## What the task requires
Please print every line of the material below unchanged.

"""

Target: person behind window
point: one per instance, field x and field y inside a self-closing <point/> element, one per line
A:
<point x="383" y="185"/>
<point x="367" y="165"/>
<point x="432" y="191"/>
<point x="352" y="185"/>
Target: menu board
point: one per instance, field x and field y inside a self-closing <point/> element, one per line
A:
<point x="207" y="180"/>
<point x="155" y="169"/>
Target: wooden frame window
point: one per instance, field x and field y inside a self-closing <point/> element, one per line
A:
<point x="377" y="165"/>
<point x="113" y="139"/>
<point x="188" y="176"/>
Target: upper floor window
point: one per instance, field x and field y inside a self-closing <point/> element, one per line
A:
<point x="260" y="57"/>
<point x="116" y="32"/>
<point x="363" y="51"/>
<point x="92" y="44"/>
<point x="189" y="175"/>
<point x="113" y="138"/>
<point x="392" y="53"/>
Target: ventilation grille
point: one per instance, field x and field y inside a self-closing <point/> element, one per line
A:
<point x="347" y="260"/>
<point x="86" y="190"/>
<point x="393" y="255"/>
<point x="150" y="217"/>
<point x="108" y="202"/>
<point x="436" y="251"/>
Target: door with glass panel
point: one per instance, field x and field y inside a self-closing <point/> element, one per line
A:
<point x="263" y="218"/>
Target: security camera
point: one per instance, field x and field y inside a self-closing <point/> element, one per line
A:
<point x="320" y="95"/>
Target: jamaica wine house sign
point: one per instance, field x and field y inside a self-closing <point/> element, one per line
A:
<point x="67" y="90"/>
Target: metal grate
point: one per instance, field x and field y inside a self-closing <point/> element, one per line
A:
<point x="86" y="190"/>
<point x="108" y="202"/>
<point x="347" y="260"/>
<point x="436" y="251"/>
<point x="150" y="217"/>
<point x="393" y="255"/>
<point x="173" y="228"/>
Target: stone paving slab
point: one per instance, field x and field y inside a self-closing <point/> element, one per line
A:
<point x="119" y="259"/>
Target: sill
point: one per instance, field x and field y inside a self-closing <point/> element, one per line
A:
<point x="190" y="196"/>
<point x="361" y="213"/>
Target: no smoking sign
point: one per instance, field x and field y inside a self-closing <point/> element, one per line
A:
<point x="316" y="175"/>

"""

## Solution to the problem
Target: person behind window
point: one per instance, field x and field y inside a self-closing <point/> element, one per line
A:
<point x="383" y="185"/>
<point x="367" y="165"/>
<point x="432" y="191"/>
<point x="352" y="185"/>
Target: menu board
point: one per instance, field x and field y inside a self-closing <point/> element, one per line
A:
<point x="207" y="180"/>
<point x="155" y="169"/>
Target: wooden frame window
point: one per instance, field x and field y inside a self-closing <point/> element, one per line
A:
<point x="377" y="165"/>
<point x="113" y="139"/>
<point x="188" y="176"/>
Target: upper floor window
point: one per instance, field x and field y inside a self-closing <point/> element, one per line
A:
<point x="260" y="57"/>
<point x="116" y="32"/>
<point x="363" y="51"/>
<point x="92" y="44"/>
<point x="189" y="175"/>
<point x="113" y="138"/>
<point x="392" y="53"/>
Target: ventilation grille
point: one per instance, field x and field y inside a self-closing <point/> element, one per line
A:
<point x="347" y="260"/>
<point x="86" y="190"/>
<point x="393" y="255"/>
<point x="150" y="217"/>
<point x="108" y="202"/>
<point x="436" y="251"/>
Target: door with glass panel
point: one per instance, field x and field y inside a self-closing <point/> element, one per line
A:
<point x="263" y="218"/>
Target: security camera
point: one per instance, field x and field y inside a self-closing <point/> element, one per line
A:
<point x="320" y="95"/>
Target: jamaica wine house sign
point: one per instance, field x and field y inside a self-closing <point/> element, one per line
A:
<point x="67" y="90"/>
Target: metal grate
point: one per instance, field x and field y inside a self-closing <point/> element, one per line
A:
<point x="86" y="190"/>
<point x="108" y="202"/>
<point x="347" y="260"/>
<point x="436" y="251"/>
<point x="150" y="217"/>
<point x="393" y="255"/>
<point x="173" y="228"/>
Target: stone paving slab
point: one per instance, field x and field y inside a self-closing <point/> element, one per line
A:
<point x="119" y="259"/>
Target: sill
point: one per instance, field x and field y inside a self-closing <point/> element, one per line
A:
<point x="190" y="196"/>
<point x="361" y="213"/>
Target: no smoking sign
point: one per instance, field x and field y inside a self-closing <point/> element, one per line
A:
<point x="316" y="175"/>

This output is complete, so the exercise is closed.